ARTICLE:

○ ○ ○ ○

Patents by Inventor Gary E. Kopec

Gary E. Kopec has filed for patents to protect the following inventions. This listing includes patent applications that are pending as well as patents that have already been granted by the United States Patent and Trademark Office (USPTO).

Automatic training of layout parameters in a 2D image model

Patent number: 6687404

Abstract: A two-dimensional (2D) image model models the layout structure of a class of document images as an image grammar and includes production rules having explicit layout parameters as data items that indicate information about the spatial relationships among image constituents occurring in images included in the class. The parameters are explicitly represented in the grammar rules in a manner that permits them to be automatically trained by a training operation that makes use of sample document images from the class of modeled documents. After each sample image is aligned with the 2D grammar, document-specific measurements about the spatial relationships between image constituents are taken from the image. Optimal values for the layout parameters are then computed from the measurement data collected from all samples.

○ ○ ○ ○

[Image region labeling entries]

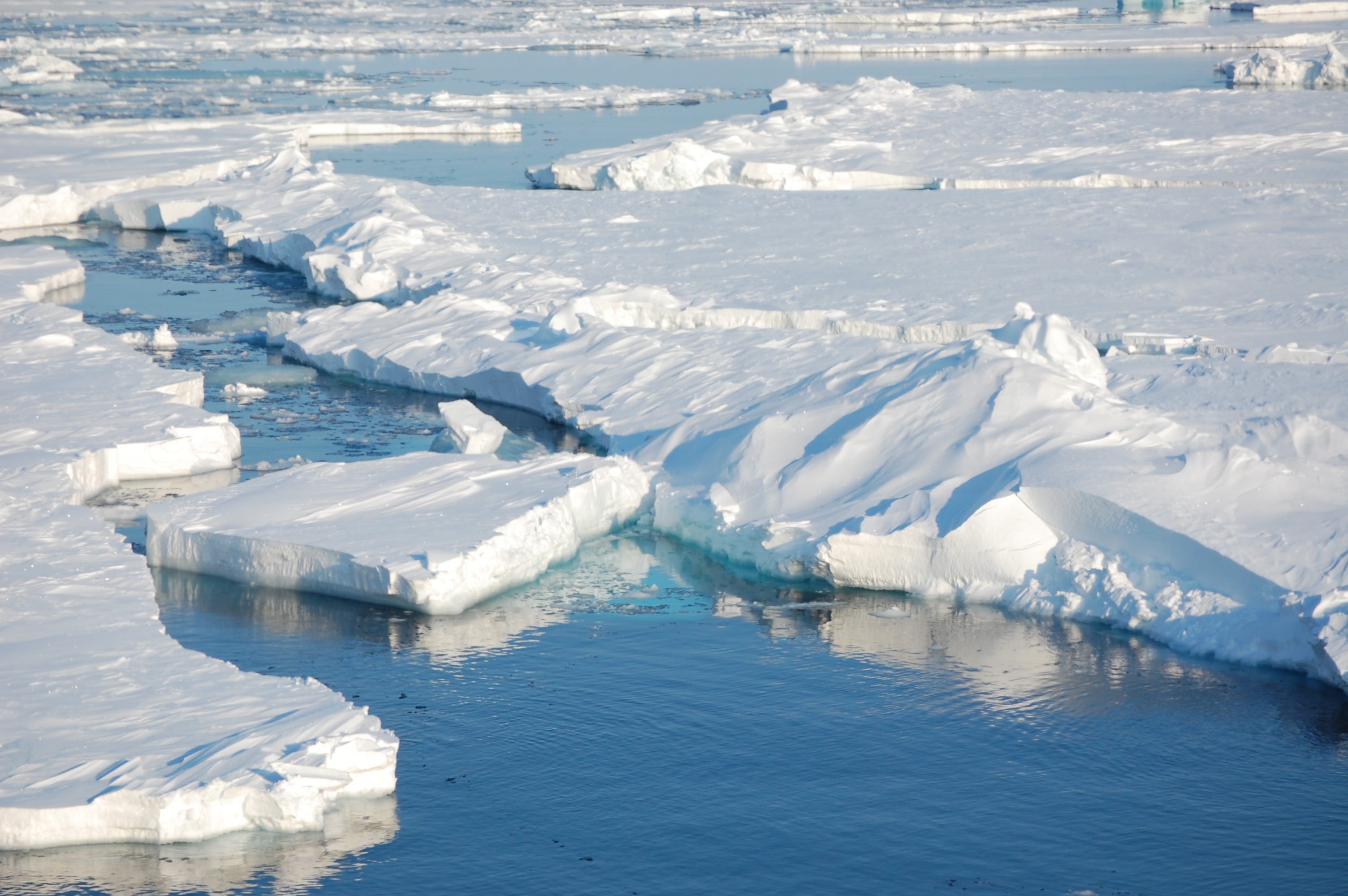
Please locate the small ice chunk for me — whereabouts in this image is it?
[220,383,267,399]
[121,323,178,352]
[146,452,651,613]
[440,399,506,454]
[871,606,912,618]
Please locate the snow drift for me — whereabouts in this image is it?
[146,453,650,613]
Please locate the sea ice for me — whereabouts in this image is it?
[1217,44,1348,87]
[1251,0,1348,22]
[530,78,1348,190]
[121,323,178,352]
[0,246,397,849]
[440,399,506,454]
[146,453,650,613]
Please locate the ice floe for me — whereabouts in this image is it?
[1217,44,1348,87]
[286,297,1348,678]
[8,0,1343,58]
[387,85,721,112]
[440,399,506,454]
[1251,0,1348,22]
[530,78,1348,190]
[0,246,397,849]
[0,52,83,86]
[146,453,650,613]
[0,109,519,230]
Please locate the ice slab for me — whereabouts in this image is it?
[286,297,1348,679]
[1251,0,1348,22]
[13,0,1341,58]
[146,453,650,613]
[0,109,519,230]
[0,246,397,850]
[387,85,721,112]
[530,78,1348,190]
[1217,44,1348,87]
[440,399,507,454]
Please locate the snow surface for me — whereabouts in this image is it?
[146,453,650,613]
[1217,44,1348,87]
[31,114,1326,681]
[440,399,507,454]
[0,109,519,230]
[0,246,397,849]
[530,78,1348,190]
[0,0,1344,62]
[385,85,720,112]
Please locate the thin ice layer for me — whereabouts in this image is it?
[530,78,1348,190]
[0,246,397,849]
[146,453,650,613]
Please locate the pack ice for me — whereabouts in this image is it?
[530,78,1348,190]
[0,246,397,849]
[285,295,1348,679]
[146,453,650,613]
[1217,44,1348,87]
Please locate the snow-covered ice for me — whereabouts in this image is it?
[530,78,1348,190]
[387,85,720,112]
[1251,0,1348,22]
[0,0,1344,60]
[146,453,650,613]
[1217,44,1348,87]
[0,246,397,849]
[440,399,506,454]
[0,109,519,230]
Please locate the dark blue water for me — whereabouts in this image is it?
[13,538,1348,895]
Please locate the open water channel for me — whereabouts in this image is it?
[0,45,1348,896]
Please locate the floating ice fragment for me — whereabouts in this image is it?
[146,453,650,613]
[121,323,178,352]
[871,606,912,618]
[206,362,318,389]
[440,399,506,454]
[3,52,83,83]
[220,383,267,399]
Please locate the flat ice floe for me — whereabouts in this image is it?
[0,246,397,849]
[530,78,1348,190]
[146,453,650,613]
[387,85,720,112]
[276,297,1348,678]
[0,109,519,230]
[0,0,1343,62]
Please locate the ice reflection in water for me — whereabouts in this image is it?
[134,535,1348,893]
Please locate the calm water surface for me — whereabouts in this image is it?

○ ○ ○ ○

AIM OF THE EXERCISE: Carry on writing the patent listing for Gary E. Kopec, starting right after its last sentence.

RESULT:
Type: Grant

Filed: June 20, 1997

Date of Patent: February 3, 2004

Assignee: Xerox Corporation

Inventors: Jesse Hull, Philip A. Chou, Gary E. Kopec, Dennis S. Arnon
Unsupervised training of character templates using unsegmented samples

Patent number: 5956419

Abstract: A method for operating a machine to perform unsupervised training of a set of character templates uses as the source of training samples an image source of character images, called glyphs, that need not be manually or automatically segmented or isolated prior to training. A recognition operation performed on the image source of character images produces a labeled glyph position data structure that includes, for each glyph in the image source, a glyph image position in the image source associating an estimated image location of the glyph in the image source with a character label paired with the glyph image position that indicates the character in the character set being trained. The labeled glyph position data and the image source are then used to determine sample image regions in the image source; each sample image region is large enough to contain at least a single glyph but need not be restricted in size to only contain a single glyph.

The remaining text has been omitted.